══ Source records

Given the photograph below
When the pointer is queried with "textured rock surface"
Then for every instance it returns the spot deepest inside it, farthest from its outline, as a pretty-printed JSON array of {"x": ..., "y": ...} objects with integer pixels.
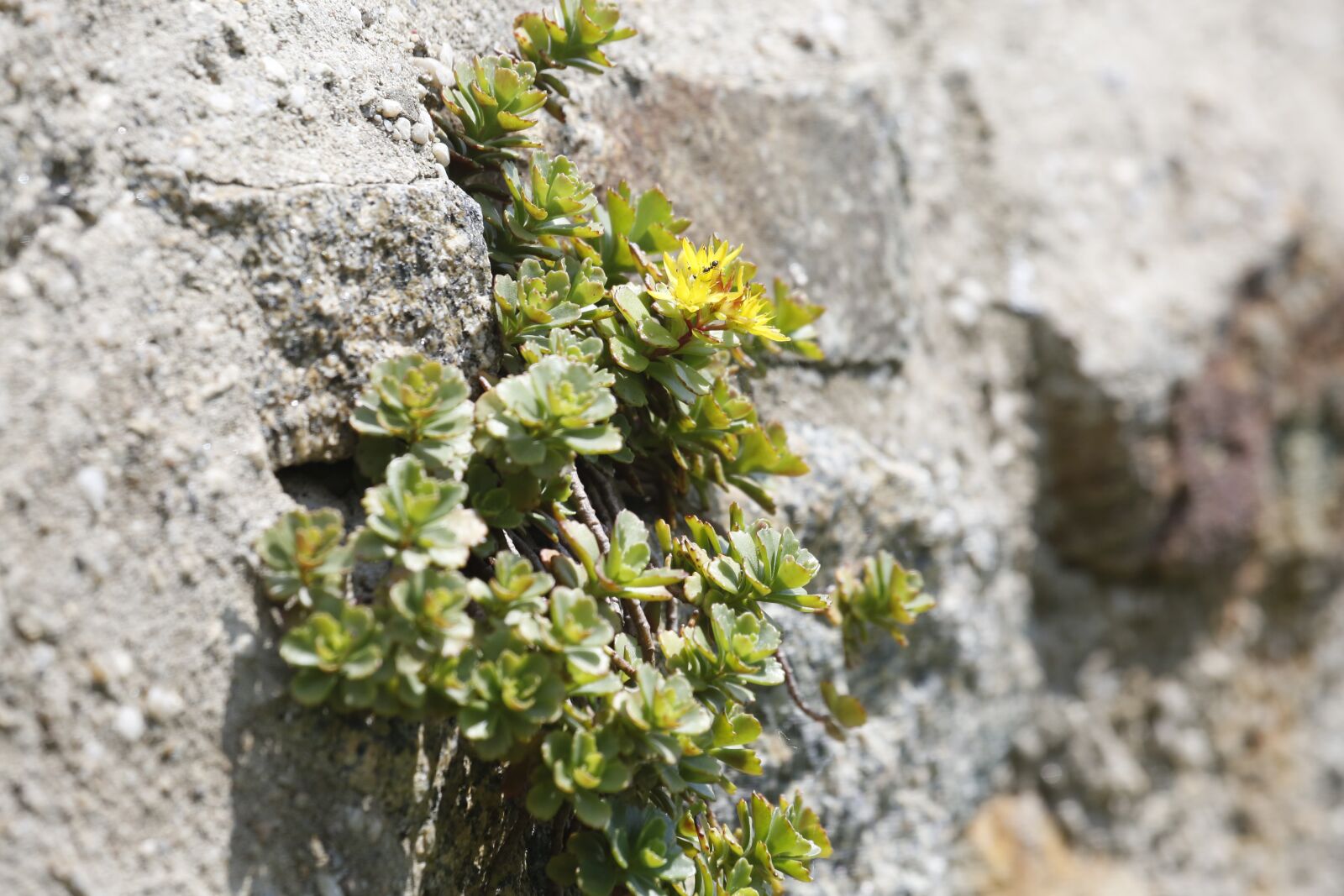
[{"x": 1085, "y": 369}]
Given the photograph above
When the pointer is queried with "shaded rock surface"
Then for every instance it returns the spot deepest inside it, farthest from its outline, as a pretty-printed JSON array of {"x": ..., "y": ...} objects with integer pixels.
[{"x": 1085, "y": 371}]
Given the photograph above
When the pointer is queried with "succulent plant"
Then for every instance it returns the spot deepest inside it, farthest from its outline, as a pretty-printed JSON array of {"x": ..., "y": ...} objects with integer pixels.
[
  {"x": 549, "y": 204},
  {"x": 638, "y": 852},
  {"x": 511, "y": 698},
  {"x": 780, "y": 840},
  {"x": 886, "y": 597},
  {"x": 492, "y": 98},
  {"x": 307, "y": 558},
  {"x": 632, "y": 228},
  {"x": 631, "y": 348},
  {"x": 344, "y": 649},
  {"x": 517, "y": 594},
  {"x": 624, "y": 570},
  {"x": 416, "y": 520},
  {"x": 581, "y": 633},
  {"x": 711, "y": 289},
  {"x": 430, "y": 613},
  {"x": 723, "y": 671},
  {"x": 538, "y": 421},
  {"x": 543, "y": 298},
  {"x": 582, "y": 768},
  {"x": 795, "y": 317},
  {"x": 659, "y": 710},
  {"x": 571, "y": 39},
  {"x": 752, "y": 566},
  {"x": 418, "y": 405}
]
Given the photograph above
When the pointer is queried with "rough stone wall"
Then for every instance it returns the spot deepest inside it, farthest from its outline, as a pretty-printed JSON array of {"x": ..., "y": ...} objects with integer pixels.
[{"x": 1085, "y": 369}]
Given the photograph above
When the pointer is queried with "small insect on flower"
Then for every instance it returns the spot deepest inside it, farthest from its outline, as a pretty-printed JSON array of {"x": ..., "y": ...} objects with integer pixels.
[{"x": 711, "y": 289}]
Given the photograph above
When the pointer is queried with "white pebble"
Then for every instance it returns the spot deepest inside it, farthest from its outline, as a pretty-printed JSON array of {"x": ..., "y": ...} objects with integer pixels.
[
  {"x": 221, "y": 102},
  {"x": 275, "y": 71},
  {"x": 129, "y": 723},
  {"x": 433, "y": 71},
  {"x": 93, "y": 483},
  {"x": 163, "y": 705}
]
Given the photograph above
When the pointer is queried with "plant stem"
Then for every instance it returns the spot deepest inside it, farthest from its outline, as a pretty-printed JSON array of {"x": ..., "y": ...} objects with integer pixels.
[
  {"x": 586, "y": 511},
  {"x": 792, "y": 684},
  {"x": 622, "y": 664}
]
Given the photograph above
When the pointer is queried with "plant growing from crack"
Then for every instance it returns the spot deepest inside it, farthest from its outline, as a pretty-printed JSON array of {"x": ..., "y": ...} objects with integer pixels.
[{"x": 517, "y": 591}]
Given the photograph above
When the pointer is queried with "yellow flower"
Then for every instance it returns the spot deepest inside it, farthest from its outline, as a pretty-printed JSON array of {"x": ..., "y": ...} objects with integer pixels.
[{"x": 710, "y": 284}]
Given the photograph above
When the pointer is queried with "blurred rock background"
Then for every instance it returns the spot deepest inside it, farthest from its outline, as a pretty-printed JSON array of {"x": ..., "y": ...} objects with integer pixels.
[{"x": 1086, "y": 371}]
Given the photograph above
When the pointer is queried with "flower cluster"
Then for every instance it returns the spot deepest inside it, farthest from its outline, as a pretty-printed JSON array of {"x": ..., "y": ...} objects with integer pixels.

════

> _Your task_
Leaving all pictures aside, quote each record exactly.

> _Reply_
Given the photograph below
When the pointer is queried with "textured rock surface"
Then for every instance it returns the spot deepest inside it, farthest from its outline, as a pretty-printed JSON array of {"x": ..., "y": ...} objects with integer pixels.
[{"x": 1085, "y": 369}]
Given the photograph above
When the pointer is queried with "shaded rock surface"
Then for every instance it returns the spot deepest inside it, farthest from its outline, as a pretty-printed JSON array of {"x": ..., "y": ...} objects with integer pixels.
[{"x": 1085, "y": 371}]
Given the photograph above
When the pointer is queried with "succulent plant"
Then for every instance it returns the spot deepest inside it, farthest from its outline, as a pretty-printed JSON array of {"x": ..., "y": ...} objects with integer pixels.
[
  {"x": 549, "y": 204},
  {"x": 638, "y": 852},
  {"x": 511, "y": 698},
  {"x": 780, "y": 840},
  {"x": 886, "y": 597},
  {"x": 492, "y": 98},
  {"x": 307, "y": 558},
  {"x": 632, "y": 228},
  {"x": 631, "y": 348},
  {"x": 344, "y": 649},
  {"x": 517, "y": 594},
  {"x": 624, "y": 570},
  {"x": 416, "y": 520},
  {"x": 581, "y": 633},
  {"x": 711, "y": 289},
  {"x": 430, "y": 613},
  {"x": 723, "y": 671},
  {"x": 538, "y": 421},
  {"x": 543, "y": 298},
  {"x": 582, "y": 768},
  {"x": 795, "y": 317},
  {"x": 659, "y": 710},
  {"x": 571, "y": 39},
  {"x": 752, "y": 566},
  {"x": 418, "y": 405}
]
Given the photograph above
When the pointer is queried with "rough stone wall"
Then for every instance it returns the spot deepest inside it, farthest from its outline, as a pretty-printed JSON array of {"x": ..., "y": ...} objects with integer pixels.
[{"x": 1085, "y": 369}]
Given the photograph above
When the pointer is queried with "small insect on flower"
Then for every instance it returns the spot deepest inside it, farthest from its outline, as a pretty-printed JSON array of {"x": ..., "y": ...} objects with integer pixels.
[{"x": 711, "y": 289}]
Given the photograph above
When the pointer is queried with "white pebble"
Then for every instance it returns the spot deepest inside it, farthest from its outline, as a pretty-printed JSON array of {"x": ..., "y": ...} objects with integer pixels.
[
  {"x": 221, "y": 102},
  {"x": 275, "y": 71},
  {"x": 129, "y": 723},
  {"x": 433, "y": 71},
  {"x": 93, "y": 483},
  {"x": 163, "y": 705}
]
Given the photograph above
When the pointer is queried with "plant stem"
Then for every instance it returns the spot deepest inside it, farthest from its outline, as a pretty-printed JSON array of {"x": ..., "y": ...} objects with integer pixels.
[
  {"x": 586, "y": 511},
  {"x": 792, "y": 684},
  {"x": 622, "y": 664}
]
Given the photograph above
When the pointer is queried with "plant growing from crack"
Then for every instance it returns the spot deepest inside it, farthest from its outline, as a pretty-printed JSON array of {"x": ..., "y": ...} objects with integer pixels.
[{"x": 517, "y": 591}]
Given the photograph above
When the pointer is queried with "yellow flower"
Then for every instance it returns the spot deepest inside it, farthest from its outline, as a pretty-printed JSON array of {"x": ..., "y": ...} objects with integer pixels.
[{"x": 710, "y": 284}]
Given the photograph above
When the pointer is queried with "blurred rock background"
Then for every instance it returns the spot deepest inside it, farthest from its outline, as a pretty-printed JSON array of {"x": ..., "y": ...} objects with integer pixels.
[{"x": 1086, "y": 371}]
Given the photograph above
When the pointer is queried with "flower cluster"
Then for every instance it returns the spot deepest inside it, farthest from its outline, as a pretty-printed JSON array of {"x": ..., "y": ...} objects with integer pixels.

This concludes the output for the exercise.